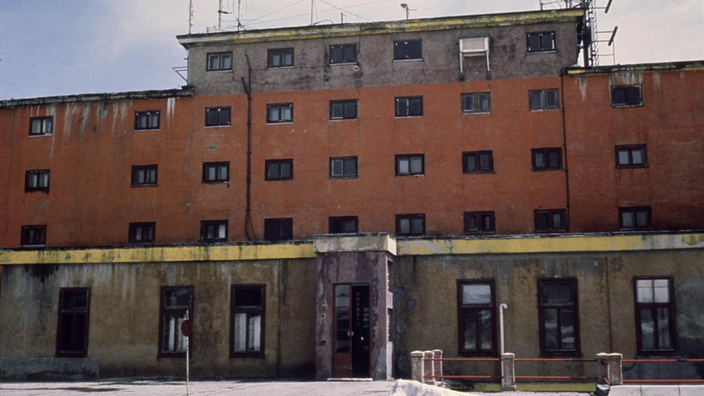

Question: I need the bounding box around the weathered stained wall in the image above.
[394,249,704,378]
[0,260,315,379]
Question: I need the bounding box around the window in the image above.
[634,278,677,353]
[396,154,425,176]
[266,103,293,124]
[462,151,494,173]
[529,89,560,110]
[132,165,158,187]
[208,52,232,71]
[330,157,357,179]
[330,99,357,120]
[538,279,579,355]
[203,162,230,183]
[535,209,567,232]
[330,44,357,63]
[205,106,230,126]
[330,216,359,234]
[618,206,652,230]
[462,92,491,114]
[159,286,193,357]
[268,48,293,67]
[394,40,423,60]
[129,223,156,243]
[24,170,49,193]
[396,214,425,236]
[20,225,46,246]
[464,212,496,234]
[264,219,293,241]
[611,85,643,107]
[457,280,496,355]
[200,220,227,242]
[530,147,562,171]
[56,287,90,357]
[616,144,648,168]
[395,96,423,117]
[264,159,293,181]
[29,116,54,136]
[134,110,159,131]
[527,32,555,52]
[230,285,266,357]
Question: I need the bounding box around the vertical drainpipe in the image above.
[560,67,570,232]
[242,54,257,241]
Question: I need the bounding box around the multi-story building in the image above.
[0,3,704,386]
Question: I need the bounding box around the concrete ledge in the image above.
[0,357,100,381]
[313,234,396,256]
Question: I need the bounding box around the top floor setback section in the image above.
[178,9,589,95]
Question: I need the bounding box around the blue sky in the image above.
[0,0,704,99]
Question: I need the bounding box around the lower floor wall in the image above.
[0,249,704,380]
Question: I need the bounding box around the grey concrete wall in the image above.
[394,250,704,378]
[0,260,315,379]
[188,22,579,95]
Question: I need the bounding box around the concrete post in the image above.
[433,349,445,384]
[423,351,435,385]
[411,351,424,383]
[501,353,517,392]
[596,353,623,385]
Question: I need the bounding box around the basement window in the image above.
[56,287,90,357]
[159,286,193,357]
[396,214,425,236]
[24,169,49,193]
[208,52,232,71]
[264,218,293,241]
[230,285,266,357]
[611,85,643,107]
[618,206,653,231]
[329,216,359,234]
[134,110,159,131]
[526,32,555,52]
[129,222,156,243]
[29,116,54,136]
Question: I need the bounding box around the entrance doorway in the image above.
[332,283,371,378]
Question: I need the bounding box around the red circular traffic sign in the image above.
[181,319,193,337]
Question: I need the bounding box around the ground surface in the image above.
[0,380,588,396]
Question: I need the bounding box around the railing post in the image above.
[596,353,623,385]
[423,351,435,385]
[501,353,516,392]
[433,349,445,384]
[411,351,425,383]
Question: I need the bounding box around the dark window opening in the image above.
[395,96,423,117]
[56,287,90,357]
[394,40,423,60]
[464,212,496,234]
[129,222,156,243]
[268,48,293,67]
[538,279,579,355]
[264,159,293,181]
[159,286,195,357]
[396,214,425,236]
[24,170,50,193]
[134,110,159,131]
[330,99,357,120]
[531,147,562,171]
[535,209,567,232]
[200,220,227,242]
[264,218,293,241]
[132,165,158,187]
[462,151,494,173]
[205,106,231,126]
[329,216,359,234]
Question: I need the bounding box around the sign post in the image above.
[181,311,193,396]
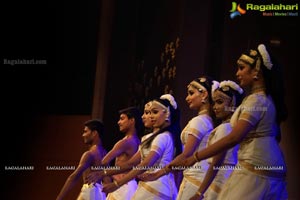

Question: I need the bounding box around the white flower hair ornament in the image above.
[160,94,177,110]
[219,80,244,94]
[211,81,220,93]
[257,44,273,70]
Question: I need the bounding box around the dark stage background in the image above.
[1,0,300,200]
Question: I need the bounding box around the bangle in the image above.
[196,191,203,197]
[163,167,169,175]
[193,151,201,162]
[113,180,120,188]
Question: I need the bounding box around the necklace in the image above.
[251,85,266,94]
[198,109,208,115]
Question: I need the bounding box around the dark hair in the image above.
[241,45,288,142]
[119,106,144,137]
[141,96,182,156]
[245,45,287,125]
[217,86,245,108]
[84,119,104,137]
[193,75,213,104]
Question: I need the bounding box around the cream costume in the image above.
[177,111,213,200]
[132,131,177,200]
[204,120,239,200]
[219,92,287,200]
[107,174,137,200]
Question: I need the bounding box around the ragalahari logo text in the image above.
[229,1,246,19]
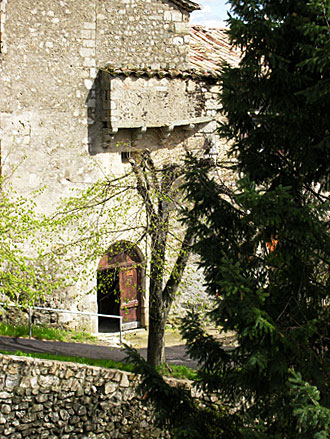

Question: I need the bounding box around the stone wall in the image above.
[0,355,170,439]
[0,0,222,331]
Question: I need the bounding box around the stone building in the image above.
[0,0,238,331]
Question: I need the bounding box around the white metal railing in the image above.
[0,302,123,344]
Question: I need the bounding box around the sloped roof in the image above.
[102,64,218,80]
[102,24,240,81]
[171,0,201,12]
[190,25,240,72]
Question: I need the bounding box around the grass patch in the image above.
[0,350,197,380]
[0,322,98,344]
[0,350,133,372]
[157,363,197,381]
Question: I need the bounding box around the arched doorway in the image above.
[97,241,144,332]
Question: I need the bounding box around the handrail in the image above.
[0,302,123,344]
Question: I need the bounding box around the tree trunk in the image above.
[147,306,167,367]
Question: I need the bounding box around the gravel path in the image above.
[0,336,197,368]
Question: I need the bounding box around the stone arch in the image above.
[97,241,146,332]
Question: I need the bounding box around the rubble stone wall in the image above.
[0,355,170,439]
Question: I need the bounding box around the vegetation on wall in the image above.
[0,177,66,306]
[52,150,197,366]
[127,0,330,439]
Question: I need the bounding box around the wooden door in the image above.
[119,266,140,328]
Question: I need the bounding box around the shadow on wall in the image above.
[86,70,105,155]
[86,70,211,160]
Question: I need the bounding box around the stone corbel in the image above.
[182,123,195,131]
[133,126,147,140]
[162,124,175,140]
[102,126,118,149]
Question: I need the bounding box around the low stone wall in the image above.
[0,355,170,439]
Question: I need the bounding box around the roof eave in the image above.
[171,0,201,12]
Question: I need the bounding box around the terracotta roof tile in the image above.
[103,25,240,81]
[171,0,201,12]
[190,25,240,72]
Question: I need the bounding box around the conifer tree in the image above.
[127,0,330,439]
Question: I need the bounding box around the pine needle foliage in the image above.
[125,0,330,439]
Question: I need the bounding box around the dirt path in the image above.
[0,336,197,368]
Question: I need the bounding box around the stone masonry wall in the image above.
[0,0,222,331]
[0,355,173,439]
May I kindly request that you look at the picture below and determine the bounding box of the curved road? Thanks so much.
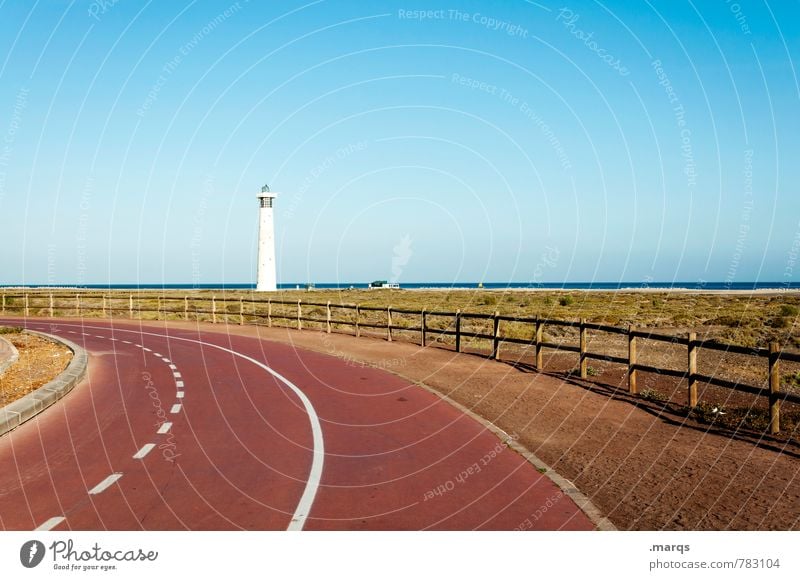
[0,319,594,530]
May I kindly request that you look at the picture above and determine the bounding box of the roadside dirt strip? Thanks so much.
[0,319,602,530]
[76,322,800,530]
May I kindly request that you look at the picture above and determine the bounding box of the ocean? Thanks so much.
[0,282,800,291]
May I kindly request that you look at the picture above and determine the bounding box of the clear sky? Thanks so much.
[0,0,800,284]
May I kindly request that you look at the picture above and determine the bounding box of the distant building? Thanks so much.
[369,280,400,290]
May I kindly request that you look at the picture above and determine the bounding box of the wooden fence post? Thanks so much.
[456,308,461,352]
[325,300,331,334]
[628,326,639,395]
[297,300,303,330]
[578,318,589,379]
[536,316,544,372]
[688,332,697,409]
[491,310,500,360]
[769,342,781,435]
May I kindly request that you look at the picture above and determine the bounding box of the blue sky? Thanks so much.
[0,0,800,284]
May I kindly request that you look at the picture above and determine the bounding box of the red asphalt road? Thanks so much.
[0,319,594,530]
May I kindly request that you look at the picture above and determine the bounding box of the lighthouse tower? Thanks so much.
[256,185,278,292]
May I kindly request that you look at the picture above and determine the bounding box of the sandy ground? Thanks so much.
[172,323,800,530]
[0,333,72,407]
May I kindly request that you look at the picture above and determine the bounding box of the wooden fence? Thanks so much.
[0,293,800,434]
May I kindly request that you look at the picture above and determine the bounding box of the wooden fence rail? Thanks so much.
[0,292,800,434]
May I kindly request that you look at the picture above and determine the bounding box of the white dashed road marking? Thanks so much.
[133,443,156,459]
[33,516,66,532]
[89,473,122,495]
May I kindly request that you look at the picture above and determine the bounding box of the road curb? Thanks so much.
[400,371,617,532]
[258,330,617,532]
[0,330,89,436]
[0,336,19,377]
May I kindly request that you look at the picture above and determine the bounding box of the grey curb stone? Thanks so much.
[0,336,19,377]
[0,330,89,436]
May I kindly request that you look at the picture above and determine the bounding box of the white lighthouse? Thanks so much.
[256,185,278,292]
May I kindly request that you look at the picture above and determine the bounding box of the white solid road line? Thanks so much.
[33,516,66,532]
[133,443,156,459]
[89,473,122,495]
[64,325,325,530]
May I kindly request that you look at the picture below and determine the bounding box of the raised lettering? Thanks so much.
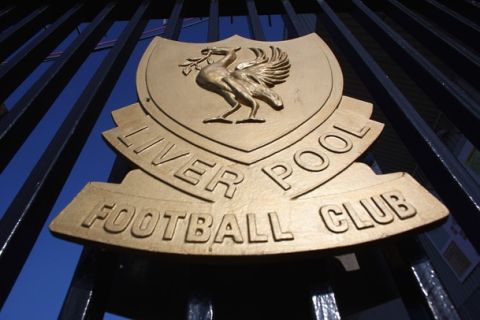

WHAT YOU HAVE TO DO
Starting at the line that has "Question: I need the bounding box around the necklace" and stopping after the line that has "[86,70,211,160]", recast those lines of the records as a JSON list of strings, one string per line. Skip blank lines and leave the pictures out.

ANSWER TO THIS TASK
[
  "Question: I need the bounding box around the necklace in the image above.",
  "[251,85,266,94]",
  "[198,109,208,115]",
  "Question: I need the bounding box around the dark hair in the image above.",
  "[241,45,288,142]",
  "[119,106,144,137]",
  "[141,96,182,156]",
  "[245,45,287,125]",
  "[217,86,245,108]",
  "[84,119,104,137]",
  "[193,75,213,104]",
  "Question: I need the bounding box around the cream costume in the image above.",
  "[177,111,213,200]",
  "[132,131,177,200]",
  "[204,120,239,200]",
  "[219,92,287,200]",
  "[107,174,137,200]",
  "Question: I need the bounding box around the ragalahari logo text in the image above.",
  "[229,1,246,19]",
  "Question: I need the bounding box around the stone wall in the image above.",
  "[0,355,170,439]",
  "[0,0,222,331]",
  "Question: I need the bounding box around the stone building in the image above.",
  "[0,0,238,331]",
  "Question: I need the bounding box around the white metal railing in the image above.",
  "[0,302,123,344]",
  "Question: I need the bounding box around the sloped roof in the image above.",
  "[102,64,218,80]",
  "[102,24,240,81]",
  "[171,0,201,12]",
  "[190,25,240,72]",
  "Question: I need the bounding box around the grass patch in the image above.",
  "[0,350,197,380]",
  "[0,322,98,344]",
  "[0,350,133,372]",
  "[157,363,197,381]",
  "Question: I need the bounding box around the arched doorway in the image above.",
  "[97,241,144,332]",
  "Question: I need the bounding box around the handrail in the image above.",
  "[0,302,123,344]",
  "Question: I need the bounding box around the tree trunk in the image above.",
  "[147,306,167,367]",
  "Question: I need the bounding box around the gravel path in the image above.",
  "[0,336,197,368]",
  "Question: I need the bounding box around the stone arch in the image above.",
  "[97,241,146,332]",
  "Question: I need the bounding box around the rubble stone wall in the image above.",
  "[0,355,170,439]",
  "Question: I need the bounding box around the vegetation on wall in the image above.",
  "[0,177,66,306]",
  "[52,150,197,366]",
  "[127,0,330,439]",
  "Question: I need the bounding box around the wooden door in the image above.",
  "[119,266,140,328]",
  "Question: I need the bounding box around the shadow on wall in the image above.",
  "[86,70,105,155]",
  "[86,70,211,160]"
]